» **TEXT TO READ**
Liscense of liability

In no event shall either party's aggregate liability exceed the amounts actually paid by and/or due from licensee in the six (6) month period immediately preceding the event giving rise to such claim. in no event shall either party and/or its licensors be liable to anyone for any indirect, punitive, special, exemplary, incidental, consequential or other damages of any type or kind (including loss of data, revenue, profits, use or other economic advantage) arising out of, or in any way connected with this service, including but not limited to the use or inability to use the service, or for any content obtained from or through the service, any interruption, inaccuracy, error or omission, regardless of cause in the content, even if the party from which damages are being sought or such party's licensors have been previously advised of the possibility of such damages.


MISCELLANEOUS

  • Compliance with Laws.

    Both parties agree to comply with all applicable laws, regulations, and ordinances relating to its performance under this Agreement.

  • Assignments

    Neither party may assign its rights or delegate its duties under this Agreement whether by operation of law, change of control, or in any other manner, without the prior written consent of the other party. Such consent shall not be unreasonably withheld. Any assignment or transfer in violation of this Section 9.2 shall be null and void.

  • Survival

    The provisions set forth in Sections 4, 5, 6,7, 8, 12, 13, and 14 of this Agreement shall survive termination or expiration of this Agreement.

» **EXTRACTED DATA**
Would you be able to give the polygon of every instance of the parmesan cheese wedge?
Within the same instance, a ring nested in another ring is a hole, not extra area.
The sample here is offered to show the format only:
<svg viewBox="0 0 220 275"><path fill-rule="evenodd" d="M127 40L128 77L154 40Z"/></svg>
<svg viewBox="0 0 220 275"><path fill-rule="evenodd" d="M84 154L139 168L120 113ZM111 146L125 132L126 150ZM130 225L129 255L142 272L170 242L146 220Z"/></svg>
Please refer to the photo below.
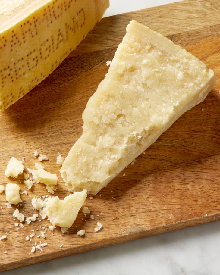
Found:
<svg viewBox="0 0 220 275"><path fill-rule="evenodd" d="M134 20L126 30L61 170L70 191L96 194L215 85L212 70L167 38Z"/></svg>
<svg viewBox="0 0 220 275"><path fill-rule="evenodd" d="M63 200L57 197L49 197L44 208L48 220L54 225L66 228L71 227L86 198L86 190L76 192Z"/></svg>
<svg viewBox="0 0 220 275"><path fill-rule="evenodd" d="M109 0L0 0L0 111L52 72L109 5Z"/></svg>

==

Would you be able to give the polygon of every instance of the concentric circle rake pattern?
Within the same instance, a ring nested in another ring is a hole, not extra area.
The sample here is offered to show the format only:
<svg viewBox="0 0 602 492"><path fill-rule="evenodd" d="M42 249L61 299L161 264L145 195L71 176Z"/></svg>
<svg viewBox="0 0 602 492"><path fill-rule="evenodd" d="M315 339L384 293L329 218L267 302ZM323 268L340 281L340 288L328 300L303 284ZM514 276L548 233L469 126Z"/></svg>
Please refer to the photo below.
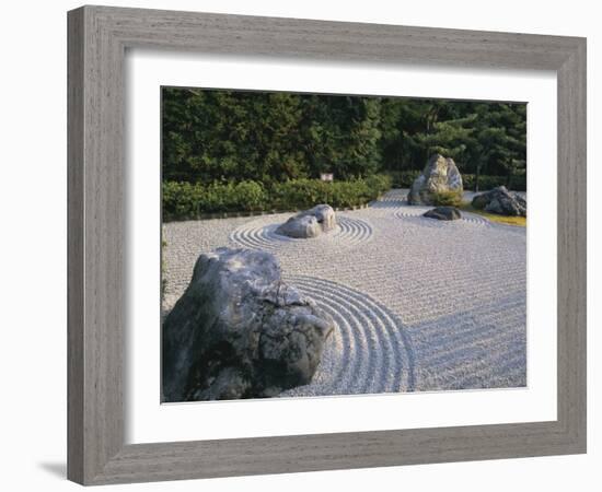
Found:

» **PROBLEMS TO SOLVE**
A – Using the license terms, decide for each statement whether it agrees with the text. Answer yes or no and quote the deciding words. (i) A party's aggregate liability is capped at the amounts paid or due in the twelve months before the event giving rise to the claim. (ii) A party may not unreasonably withhold consent to an assignment. (iii) Loss of data is among the damages for which neither party is liable.
B – Write out the license terms from "Both parties agree" to "of this Agreement.", with "null and void" switched to "invalid".
C – According to the license terms, why would an assignment made without the other party's prior written consent be null and void?

» **ANSWER SET**
A –
(i) No: "in the six (6) month period immediately preceding the event giving rise to such claim"
(ii) Yes: "Such consent shall not be unreasonably withheld."
(iii) Yes: "(including loss of data, revenue, profits, use or other economic advantage)"

B –
Both parties agree to comply with all applicable laws, regulations, and ordinances relating to its performance under this Agreement.

  • Assignments

    Neither party may assign its rights or delegate its duties under this Agreement whether by operation of law, change of control, or in any other manner, without the prior written consent of the other party. Such consent shall not be unreasonably withheld. Any assignment or transfer in violation of this Section 9.2 shall be invalid.

  • Survival

    The provisions set forth in Sections 4, 5, 6,7, 8, 12, 13, and 14 of this Agreement shall survive termination or expiration of this Agreement.

C – The assignment section bars either party from assigning its rights or delegating its duties without the other party's prior written consent. It also states that any assignment or transfer in violation of that section is null and void.